> **Set exercise**: Pick out each line of the records that includes the word "concrete" and copy those lines.
*** Data in this exercise ***
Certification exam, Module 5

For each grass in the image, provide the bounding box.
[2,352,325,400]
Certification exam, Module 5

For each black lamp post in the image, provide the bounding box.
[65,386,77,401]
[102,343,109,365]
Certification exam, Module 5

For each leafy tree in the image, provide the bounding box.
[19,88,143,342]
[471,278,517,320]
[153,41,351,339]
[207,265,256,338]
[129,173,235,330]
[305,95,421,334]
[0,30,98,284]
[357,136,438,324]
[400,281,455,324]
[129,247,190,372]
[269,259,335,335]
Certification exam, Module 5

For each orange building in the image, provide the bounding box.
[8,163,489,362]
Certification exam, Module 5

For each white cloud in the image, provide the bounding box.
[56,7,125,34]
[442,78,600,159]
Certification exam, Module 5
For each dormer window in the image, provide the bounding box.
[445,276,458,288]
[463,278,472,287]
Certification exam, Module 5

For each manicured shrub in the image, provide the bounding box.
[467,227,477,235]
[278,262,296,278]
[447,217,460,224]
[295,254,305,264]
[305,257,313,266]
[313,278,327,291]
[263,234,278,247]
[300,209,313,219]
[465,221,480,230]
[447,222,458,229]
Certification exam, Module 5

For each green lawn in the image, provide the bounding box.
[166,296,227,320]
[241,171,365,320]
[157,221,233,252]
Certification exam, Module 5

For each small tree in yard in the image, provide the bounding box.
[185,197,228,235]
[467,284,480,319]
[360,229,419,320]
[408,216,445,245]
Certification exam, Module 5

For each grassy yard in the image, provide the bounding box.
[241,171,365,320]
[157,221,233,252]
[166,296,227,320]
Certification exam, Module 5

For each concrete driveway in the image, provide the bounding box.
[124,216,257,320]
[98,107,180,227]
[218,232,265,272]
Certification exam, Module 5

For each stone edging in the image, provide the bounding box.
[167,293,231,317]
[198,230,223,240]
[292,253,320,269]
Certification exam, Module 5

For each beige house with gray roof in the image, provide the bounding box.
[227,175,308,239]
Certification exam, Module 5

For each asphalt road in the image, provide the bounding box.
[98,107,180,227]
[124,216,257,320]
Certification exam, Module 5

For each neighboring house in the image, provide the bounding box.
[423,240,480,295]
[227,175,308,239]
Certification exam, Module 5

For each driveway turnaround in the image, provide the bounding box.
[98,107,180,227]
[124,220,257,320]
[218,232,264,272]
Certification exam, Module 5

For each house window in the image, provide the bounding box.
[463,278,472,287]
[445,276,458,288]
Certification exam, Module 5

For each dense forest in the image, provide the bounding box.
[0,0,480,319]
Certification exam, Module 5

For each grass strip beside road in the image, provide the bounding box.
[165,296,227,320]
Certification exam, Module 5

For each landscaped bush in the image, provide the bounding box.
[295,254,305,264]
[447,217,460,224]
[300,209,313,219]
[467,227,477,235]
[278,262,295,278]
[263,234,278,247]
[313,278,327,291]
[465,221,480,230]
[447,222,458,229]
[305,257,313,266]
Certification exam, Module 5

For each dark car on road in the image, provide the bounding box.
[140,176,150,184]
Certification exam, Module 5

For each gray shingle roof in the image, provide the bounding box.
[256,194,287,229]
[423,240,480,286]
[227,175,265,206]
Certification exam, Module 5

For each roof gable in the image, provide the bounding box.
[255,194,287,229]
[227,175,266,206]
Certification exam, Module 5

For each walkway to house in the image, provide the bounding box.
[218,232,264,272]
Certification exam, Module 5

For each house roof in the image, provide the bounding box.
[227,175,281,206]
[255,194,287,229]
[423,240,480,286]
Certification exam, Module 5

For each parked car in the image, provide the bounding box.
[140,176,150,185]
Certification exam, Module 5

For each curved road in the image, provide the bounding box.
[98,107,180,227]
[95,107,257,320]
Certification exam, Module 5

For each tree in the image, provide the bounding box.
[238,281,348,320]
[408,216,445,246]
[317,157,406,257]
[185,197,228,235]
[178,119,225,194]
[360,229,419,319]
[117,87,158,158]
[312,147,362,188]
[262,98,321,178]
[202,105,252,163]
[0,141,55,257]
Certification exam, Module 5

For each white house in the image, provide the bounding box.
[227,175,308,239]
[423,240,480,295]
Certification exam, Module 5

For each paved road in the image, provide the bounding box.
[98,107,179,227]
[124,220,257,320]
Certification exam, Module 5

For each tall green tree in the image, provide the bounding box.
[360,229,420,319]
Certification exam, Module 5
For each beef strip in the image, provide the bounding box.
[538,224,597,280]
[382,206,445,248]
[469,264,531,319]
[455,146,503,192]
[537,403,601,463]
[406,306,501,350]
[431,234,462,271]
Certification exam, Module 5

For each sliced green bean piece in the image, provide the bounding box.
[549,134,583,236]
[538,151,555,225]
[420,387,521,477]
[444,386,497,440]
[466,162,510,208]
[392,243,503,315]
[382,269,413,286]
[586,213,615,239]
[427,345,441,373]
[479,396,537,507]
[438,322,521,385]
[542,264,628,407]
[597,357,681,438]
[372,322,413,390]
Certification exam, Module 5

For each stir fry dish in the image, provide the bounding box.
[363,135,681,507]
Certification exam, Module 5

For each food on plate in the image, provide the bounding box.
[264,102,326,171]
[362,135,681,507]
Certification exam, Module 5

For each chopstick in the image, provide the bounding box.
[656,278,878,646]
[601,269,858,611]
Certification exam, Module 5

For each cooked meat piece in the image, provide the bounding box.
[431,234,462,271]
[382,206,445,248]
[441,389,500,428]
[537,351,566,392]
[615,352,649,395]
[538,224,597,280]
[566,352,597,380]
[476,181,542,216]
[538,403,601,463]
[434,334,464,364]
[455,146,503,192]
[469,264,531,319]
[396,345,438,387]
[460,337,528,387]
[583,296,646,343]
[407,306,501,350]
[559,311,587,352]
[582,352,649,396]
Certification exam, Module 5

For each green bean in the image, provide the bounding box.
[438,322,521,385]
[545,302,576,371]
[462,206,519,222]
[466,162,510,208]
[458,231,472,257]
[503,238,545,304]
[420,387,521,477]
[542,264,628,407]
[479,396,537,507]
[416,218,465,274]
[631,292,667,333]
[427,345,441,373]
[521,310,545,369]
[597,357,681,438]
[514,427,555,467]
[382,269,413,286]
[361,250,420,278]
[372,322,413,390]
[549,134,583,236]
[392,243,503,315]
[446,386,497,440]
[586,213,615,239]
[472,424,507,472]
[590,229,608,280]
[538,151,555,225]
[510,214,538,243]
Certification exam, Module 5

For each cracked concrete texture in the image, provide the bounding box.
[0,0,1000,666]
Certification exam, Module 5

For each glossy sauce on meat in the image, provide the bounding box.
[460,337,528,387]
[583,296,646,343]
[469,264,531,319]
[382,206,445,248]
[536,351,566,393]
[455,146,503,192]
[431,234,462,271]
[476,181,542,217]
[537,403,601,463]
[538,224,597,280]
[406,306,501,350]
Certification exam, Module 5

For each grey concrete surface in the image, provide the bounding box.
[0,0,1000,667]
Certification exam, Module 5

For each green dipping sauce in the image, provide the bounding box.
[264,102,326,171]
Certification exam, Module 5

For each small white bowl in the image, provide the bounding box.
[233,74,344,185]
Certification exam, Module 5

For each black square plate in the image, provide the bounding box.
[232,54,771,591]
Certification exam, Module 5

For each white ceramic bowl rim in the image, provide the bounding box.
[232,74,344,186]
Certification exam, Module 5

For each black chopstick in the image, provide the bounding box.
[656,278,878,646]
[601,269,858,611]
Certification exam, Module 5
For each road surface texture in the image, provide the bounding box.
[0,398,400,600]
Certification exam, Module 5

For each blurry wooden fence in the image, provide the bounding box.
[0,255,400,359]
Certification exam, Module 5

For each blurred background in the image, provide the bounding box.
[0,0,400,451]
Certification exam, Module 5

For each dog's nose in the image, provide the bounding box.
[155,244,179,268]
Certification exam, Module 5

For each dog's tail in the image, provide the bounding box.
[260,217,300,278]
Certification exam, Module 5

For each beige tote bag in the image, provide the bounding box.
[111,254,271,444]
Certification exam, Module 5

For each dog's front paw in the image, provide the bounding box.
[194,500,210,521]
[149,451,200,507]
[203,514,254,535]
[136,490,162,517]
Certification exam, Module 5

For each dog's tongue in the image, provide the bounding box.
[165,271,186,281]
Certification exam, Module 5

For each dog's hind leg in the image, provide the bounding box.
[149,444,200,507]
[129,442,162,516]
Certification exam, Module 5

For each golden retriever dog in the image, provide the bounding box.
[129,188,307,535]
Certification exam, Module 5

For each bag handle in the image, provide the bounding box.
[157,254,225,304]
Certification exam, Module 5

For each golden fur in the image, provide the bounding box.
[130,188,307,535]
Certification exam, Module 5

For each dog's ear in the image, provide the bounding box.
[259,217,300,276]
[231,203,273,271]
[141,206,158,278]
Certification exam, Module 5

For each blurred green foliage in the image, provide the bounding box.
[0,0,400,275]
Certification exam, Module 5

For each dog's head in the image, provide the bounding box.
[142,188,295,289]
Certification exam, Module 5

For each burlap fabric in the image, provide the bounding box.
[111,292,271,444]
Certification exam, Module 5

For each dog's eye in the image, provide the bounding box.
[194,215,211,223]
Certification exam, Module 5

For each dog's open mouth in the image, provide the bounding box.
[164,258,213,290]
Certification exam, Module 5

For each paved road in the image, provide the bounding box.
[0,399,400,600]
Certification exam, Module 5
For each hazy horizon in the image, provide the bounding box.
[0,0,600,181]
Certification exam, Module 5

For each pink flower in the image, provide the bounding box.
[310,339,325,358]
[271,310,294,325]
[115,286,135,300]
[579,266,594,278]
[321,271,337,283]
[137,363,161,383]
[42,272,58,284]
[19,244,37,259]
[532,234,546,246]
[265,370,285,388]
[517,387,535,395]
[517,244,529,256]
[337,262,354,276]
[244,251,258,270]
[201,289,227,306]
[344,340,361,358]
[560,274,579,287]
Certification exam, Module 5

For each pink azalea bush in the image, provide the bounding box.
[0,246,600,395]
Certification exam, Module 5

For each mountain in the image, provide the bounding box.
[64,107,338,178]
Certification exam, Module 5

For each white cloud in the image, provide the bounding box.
***
> **Result of the task**:
For each concrete driveway in the image, provide the bounding box.
For each cracked concrete texture in the image, provide the bounding box.
For each grey concrete surface in the image, provide the bounding box.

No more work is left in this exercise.